Problem – How many lines in the material below contain the string "workbench"? Case matters. Give only the number.

Supplied records –

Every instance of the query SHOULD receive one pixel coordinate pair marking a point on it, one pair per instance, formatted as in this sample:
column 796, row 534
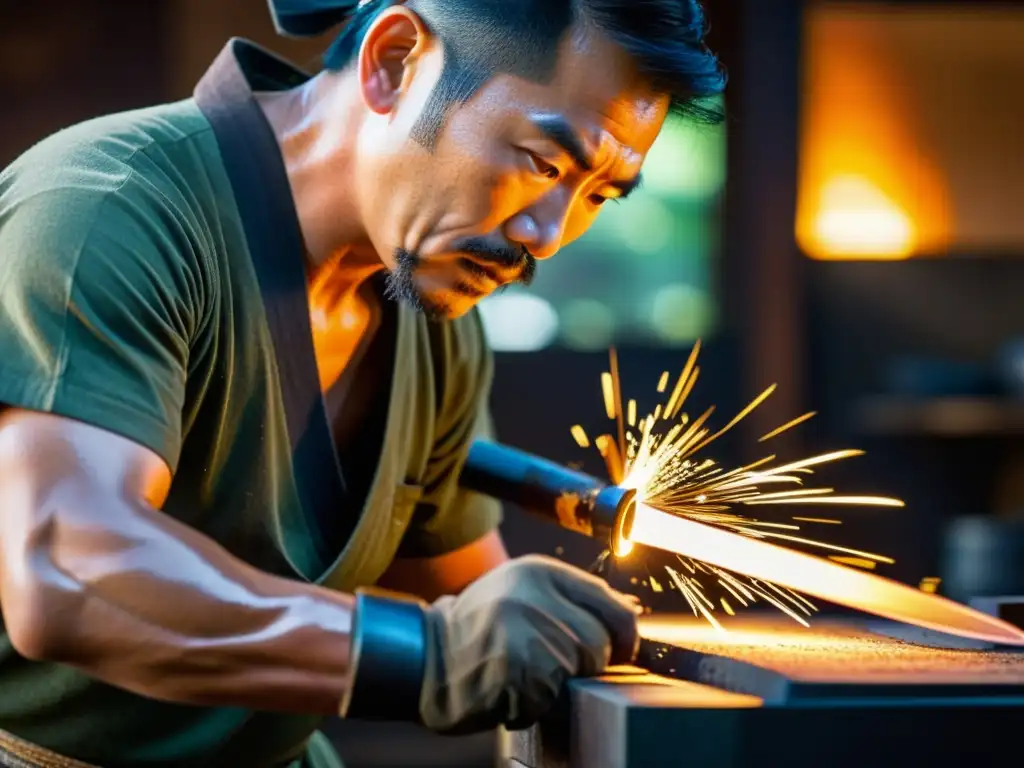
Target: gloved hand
column 500, row 652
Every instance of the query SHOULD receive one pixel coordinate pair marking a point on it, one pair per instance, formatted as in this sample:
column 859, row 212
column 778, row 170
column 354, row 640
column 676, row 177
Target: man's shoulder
column 146, row 175
column 91, row 160
column 460, row 343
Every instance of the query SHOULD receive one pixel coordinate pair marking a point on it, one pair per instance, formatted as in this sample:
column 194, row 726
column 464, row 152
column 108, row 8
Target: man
column 218, row 425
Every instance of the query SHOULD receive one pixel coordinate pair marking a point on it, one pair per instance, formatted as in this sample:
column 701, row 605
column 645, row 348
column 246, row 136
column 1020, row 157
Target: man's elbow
column 37, row 623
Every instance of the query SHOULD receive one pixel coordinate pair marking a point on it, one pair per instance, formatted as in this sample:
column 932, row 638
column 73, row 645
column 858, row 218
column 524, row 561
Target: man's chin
column 442, row 307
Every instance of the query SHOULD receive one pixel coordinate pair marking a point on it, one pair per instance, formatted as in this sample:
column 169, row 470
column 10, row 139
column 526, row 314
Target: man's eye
column 545, row 168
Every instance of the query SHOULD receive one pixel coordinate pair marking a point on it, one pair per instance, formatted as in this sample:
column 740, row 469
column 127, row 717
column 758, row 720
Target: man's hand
column 500, row 652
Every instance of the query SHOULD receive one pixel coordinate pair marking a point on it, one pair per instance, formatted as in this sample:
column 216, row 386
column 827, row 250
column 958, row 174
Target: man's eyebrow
column 558, row 129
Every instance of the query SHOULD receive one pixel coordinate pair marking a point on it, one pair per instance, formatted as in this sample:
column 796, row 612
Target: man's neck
column 315, row 126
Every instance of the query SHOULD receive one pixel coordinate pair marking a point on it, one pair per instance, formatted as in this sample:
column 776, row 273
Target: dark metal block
column 835, row 695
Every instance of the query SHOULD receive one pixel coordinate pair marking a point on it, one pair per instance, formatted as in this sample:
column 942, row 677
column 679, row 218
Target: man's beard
column 400, row 282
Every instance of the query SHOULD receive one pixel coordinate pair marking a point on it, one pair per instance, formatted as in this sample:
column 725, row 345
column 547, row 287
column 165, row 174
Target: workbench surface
column 784, row 695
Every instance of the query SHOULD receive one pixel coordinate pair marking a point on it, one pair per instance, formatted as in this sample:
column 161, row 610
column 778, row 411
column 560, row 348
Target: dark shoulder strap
column 252, row 159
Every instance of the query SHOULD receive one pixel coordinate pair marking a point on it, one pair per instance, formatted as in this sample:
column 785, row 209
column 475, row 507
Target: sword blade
column 815, row 576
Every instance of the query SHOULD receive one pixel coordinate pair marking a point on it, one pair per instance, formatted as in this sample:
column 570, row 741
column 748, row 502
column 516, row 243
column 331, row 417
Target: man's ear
column 391, row 49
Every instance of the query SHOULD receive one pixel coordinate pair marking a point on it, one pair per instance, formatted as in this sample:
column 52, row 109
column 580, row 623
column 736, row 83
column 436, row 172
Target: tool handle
column 529, row 481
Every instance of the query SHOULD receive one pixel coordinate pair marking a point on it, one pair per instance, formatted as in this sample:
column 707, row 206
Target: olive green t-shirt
column 129, row 300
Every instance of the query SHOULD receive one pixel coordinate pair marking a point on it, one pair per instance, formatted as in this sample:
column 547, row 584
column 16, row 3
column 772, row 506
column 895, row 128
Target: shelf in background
column 941, row 417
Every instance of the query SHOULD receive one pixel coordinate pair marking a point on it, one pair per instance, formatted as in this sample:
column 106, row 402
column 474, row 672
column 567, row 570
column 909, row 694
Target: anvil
column 771, row 693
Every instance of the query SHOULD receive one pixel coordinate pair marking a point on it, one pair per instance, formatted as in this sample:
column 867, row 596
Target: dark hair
column 481, row 38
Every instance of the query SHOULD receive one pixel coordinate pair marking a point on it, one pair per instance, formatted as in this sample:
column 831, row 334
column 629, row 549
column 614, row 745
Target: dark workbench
column 772, row 693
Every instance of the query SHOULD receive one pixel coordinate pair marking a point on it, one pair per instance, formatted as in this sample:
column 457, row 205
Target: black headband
column 310, row 17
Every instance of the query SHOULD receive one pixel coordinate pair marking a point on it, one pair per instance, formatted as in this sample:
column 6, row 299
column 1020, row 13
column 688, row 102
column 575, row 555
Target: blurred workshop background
column 853, row 233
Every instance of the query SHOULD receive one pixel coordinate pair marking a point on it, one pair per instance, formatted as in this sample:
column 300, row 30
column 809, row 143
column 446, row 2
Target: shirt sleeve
column 449, row 517
column 96, row 304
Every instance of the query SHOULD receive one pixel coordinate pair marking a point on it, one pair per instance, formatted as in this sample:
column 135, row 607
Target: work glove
column 500, row 652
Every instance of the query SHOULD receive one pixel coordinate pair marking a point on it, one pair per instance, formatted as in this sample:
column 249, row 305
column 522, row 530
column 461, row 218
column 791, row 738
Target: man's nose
column 540, row 228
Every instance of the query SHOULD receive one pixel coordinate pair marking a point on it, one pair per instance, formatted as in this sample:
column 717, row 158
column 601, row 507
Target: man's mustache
column 504, row 256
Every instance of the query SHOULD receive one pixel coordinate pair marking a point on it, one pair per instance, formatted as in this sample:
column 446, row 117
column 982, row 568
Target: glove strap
column 389, row 658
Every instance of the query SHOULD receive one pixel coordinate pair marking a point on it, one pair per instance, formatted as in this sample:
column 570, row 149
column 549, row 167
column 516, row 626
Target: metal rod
column 574, row 500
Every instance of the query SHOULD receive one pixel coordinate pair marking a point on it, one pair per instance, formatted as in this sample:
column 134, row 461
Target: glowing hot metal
column 813, row 576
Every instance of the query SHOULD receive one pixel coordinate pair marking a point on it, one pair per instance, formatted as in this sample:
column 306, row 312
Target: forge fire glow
column 688, row 506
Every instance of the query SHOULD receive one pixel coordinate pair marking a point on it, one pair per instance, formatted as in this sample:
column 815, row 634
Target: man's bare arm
column 94, row 576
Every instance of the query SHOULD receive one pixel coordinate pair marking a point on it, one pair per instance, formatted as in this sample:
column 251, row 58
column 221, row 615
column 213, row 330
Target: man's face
column 516, row 173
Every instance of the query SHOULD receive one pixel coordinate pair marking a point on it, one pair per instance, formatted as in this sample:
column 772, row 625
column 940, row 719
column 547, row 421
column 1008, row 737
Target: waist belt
column 16, row 753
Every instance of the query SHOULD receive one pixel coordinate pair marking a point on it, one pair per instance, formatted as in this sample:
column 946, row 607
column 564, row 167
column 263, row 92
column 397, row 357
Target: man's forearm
column 147, row 604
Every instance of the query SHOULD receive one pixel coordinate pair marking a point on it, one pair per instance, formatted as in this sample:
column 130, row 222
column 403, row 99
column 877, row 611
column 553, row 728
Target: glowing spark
column 787, row 426
column 609, row 397
column 825, row 520
column 857, row 562
column 657, row 456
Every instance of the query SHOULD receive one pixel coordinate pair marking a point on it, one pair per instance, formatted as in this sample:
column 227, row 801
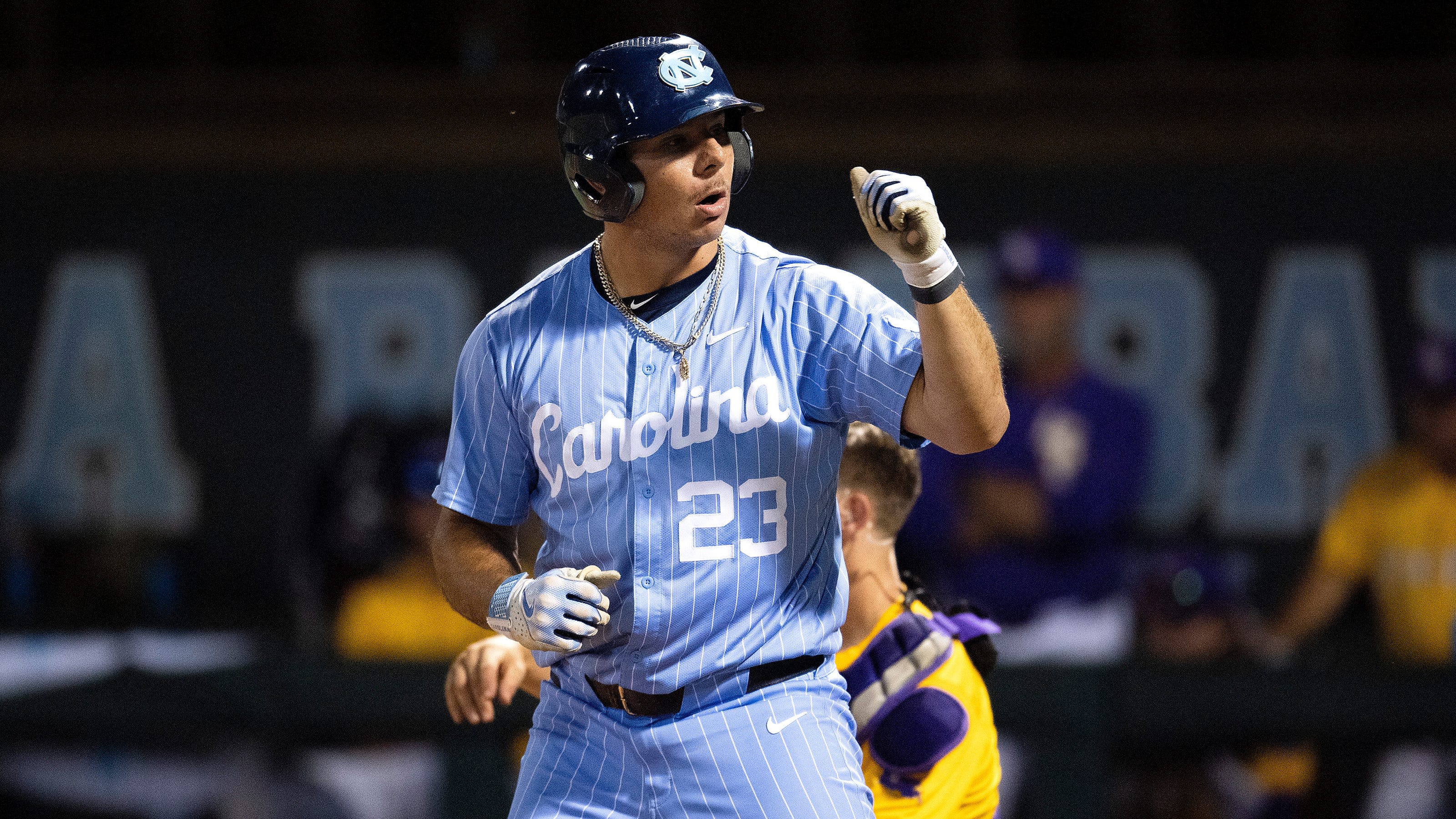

Written response – 2